Quote the stretch of rows from the very start through the line containing "46 192 L 46", reproducing each line without any change but leaving out the pictures.

=====

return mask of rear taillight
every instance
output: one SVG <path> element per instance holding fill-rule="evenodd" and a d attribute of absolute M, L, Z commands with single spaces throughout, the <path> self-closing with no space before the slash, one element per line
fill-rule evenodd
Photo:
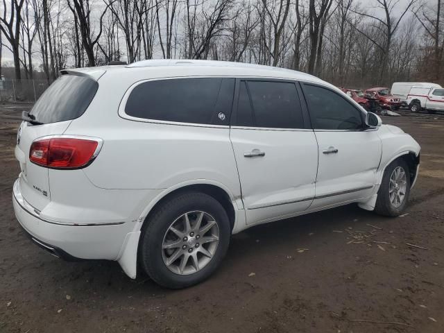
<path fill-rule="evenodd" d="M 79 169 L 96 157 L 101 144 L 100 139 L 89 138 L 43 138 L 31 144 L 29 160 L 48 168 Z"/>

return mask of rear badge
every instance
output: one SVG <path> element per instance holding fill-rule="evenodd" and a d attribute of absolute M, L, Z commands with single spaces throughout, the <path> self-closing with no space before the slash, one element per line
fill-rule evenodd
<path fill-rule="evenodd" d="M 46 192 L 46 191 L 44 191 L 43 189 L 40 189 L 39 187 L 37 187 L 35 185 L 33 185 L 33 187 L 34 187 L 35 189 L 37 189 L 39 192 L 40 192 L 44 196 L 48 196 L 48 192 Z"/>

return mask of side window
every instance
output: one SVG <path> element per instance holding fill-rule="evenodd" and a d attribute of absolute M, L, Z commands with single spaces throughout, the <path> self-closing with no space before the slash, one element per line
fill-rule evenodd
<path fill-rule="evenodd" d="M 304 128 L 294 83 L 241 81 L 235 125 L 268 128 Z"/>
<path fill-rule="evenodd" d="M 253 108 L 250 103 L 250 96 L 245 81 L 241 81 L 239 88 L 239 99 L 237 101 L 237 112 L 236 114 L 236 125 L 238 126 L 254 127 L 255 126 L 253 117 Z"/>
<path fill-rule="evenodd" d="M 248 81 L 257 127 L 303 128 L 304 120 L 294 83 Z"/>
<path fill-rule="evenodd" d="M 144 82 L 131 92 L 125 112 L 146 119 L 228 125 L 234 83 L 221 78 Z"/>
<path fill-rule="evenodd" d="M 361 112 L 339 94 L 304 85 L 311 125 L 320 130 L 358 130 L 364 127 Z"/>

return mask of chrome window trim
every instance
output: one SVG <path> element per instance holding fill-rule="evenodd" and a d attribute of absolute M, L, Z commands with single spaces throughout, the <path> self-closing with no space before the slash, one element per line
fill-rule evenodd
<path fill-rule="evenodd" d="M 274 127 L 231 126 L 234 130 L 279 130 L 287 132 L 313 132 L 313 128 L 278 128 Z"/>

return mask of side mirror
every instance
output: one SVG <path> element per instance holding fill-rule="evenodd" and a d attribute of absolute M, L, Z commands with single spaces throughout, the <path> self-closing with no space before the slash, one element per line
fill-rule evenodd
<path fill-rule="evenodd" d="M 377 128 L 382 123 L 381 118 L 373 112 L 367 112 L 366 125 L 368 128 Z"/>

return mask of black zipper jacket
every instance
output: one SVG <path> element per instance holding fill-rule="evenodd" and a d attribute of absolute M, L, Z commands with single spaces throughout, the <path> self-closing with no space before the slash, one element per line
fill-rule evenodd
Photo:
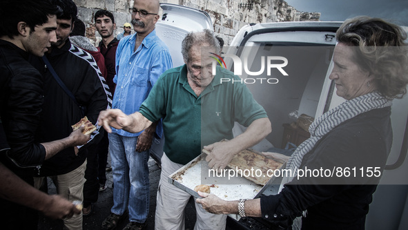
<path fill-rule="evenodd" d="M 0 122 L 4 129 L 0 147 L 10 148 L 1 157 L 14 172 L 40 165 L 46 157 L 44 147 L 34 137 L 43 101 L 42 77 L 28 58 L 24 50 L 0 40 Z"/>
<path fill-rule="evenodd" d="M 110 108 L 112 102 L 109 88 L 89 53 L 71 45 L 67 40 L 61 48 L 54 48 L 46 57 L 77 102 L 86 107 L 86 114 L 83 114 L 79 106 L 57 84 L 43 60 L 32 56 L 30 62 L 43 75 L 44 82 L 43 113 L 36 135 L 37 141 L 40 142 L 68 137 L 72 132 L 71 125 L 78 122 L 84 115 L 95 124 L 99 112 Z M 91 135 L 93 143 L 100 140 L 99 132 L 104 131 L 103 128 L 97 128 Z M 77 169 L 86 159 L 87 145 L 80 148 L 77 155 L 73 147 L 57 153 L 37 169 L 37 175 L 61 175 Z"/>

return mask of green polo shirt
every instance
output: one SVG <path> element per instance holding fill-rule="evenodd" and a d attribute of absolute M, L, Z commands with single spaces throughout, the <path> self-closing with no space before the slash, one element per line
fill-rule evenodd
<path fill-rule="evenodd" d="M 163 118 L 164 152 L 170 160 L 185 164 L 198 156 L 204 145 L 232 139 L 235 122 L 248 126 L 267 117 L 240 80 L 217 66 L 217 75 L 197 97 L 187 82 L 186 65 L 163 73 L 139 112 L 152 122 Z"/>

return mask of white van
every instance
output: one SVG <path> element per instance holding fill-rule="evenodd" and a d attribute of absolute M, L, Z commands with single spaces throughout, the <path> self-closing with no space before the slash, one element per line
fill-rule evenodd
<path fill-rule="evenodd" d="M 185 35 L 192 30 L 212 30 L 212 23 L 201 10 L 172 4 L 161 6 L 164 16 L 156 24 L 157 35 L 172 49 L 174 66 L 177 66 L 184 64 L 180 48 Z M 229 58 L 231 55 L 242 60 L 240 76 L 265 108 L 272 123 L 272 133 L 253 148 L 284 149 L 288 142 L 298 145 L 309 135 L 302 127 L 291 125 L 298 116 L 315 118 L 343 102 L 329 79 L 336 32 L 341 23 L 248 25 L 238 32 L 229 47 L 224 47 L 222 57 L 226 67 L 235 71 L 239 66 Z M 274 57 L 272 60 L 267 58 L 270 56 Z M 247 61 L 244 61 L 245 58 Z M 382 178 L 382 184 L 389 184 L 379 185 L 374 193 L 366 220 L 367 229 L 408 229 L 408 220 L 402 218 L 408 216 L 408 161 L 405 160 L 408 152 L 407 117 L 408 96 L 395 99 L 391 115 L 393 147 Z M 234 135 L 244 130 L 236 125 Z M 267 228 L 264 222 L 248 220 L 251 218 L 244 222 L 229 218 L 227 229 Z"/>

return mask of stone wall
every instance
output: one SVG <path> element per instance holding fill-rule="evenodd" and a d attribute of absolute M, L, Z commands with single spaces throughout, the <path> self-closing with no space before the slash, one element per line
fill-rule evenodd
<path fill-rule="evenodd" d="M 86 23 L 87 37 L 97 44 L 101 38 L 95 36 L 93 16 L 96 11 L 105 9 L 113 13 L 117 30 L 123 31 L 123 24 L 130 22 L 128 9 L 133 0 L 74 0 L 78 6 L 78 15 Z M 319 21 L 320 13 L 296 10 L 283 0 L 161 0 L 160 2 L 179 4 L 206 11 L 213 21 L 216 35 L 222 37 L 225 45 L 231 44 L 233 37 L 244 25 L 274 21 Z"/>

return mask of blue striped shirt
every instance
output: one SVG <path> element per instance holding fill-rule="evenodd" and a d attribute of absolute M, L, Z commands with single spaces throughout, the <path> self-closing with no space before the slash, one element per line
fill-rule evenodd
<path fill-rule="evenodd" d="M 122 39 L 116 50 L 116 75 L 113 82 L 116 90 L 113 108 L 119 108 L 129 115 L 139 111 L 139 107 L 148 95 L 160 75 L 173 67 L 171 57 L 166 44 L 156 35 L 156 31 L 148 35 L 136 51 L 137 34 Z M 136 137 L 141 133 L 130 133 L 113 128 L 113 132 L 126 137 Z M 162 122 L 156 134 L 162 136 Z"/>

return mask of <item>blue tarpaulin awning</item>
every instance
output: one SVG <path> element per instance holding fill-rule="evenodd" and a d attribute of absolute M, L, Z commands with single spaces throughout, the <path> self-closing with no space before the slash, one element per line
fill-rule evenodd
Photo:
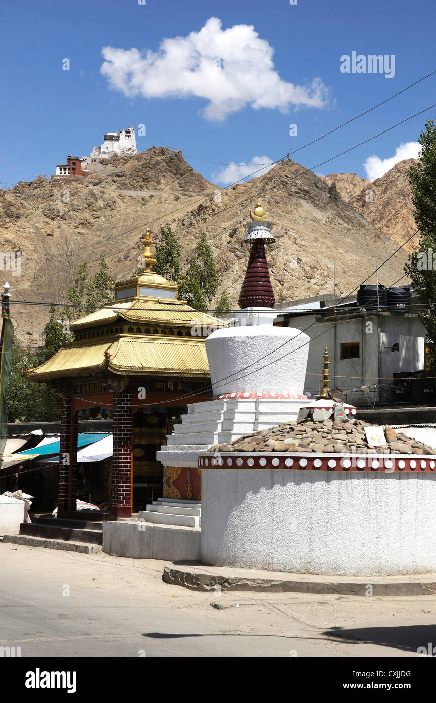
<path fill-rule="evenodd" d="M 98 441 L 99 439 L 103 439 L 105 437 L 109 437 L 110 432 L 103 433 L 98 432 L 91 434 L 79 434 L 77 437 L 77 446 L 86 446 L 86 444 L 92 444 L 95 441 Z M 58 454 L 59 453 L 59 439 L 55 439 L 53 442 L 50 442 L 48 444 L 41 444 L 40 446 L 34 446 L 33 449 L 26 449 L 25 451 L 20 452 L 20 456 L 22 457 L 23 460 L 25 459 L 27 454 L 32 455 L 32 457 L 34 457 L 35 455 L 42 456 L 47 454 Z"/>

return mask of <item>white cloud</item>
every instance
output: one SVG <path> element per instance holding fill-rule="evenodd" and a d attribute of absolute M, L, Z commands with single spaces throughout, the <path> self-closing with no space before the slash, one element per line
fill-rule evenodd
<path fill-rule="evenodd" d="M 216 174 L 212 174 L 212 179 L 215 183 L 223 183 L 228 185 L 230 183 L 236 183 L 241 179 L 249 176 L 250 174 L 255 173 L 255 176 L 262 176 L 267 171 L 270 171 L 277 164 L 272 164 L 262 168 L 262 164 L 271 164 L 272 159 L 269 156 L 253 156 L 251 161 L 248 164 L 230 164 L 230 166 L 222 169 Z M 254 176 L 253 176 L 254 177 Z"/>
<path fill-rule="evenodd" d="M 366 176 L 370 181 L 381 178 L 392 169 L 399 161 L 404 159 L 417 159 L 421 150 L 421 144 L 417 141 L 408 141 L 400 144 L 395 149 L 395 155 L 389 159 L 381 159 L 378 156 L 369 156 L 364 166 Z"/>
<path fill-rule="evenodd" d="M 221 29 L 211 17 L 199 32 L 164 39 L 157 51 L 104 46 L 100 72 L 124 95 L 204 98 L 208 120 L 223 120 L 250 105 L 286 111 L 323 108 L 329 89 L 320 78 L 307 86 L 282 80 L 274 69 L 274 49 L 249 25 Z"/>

=====

Written solution:
return mask of rear taillight
every instance
output: one SVG <path> element per instance holding fill-rule="evenodd" and a d attribute of absolute M, L, Z commands with single spaces throughout, the <path> self-closing with no space before the slash, one element per line
fill-rule evenodd
Photo:
<path fill-rule="evenodd" d="M 79 169 L 96 157 L 101 144 L 100 139 L 89 138 L 43 138 L 31 144 L 29 160 L 48 168 Z"/>

return mask of rear badge
every instance
output: one SVG <path> element per instance holding fill-rule="evenodd" and a d attribute of absolute M, L, Z commands with single spaces throughout, the <path> self-closing with no space before the slash, one element per line
fill-rule evenodd
<path fill-rule="evenodd" d="M 46 192 L 46 191 L 44 191 L 43 189 L 40 189 L 39 187 L 37 187 L 35 185 L 33 185 L 33 187 L 34 187 L 35 189 L 37 189 L 39 192 L 40 192 L 44 196 L 48 196 L 48 192 Z"/>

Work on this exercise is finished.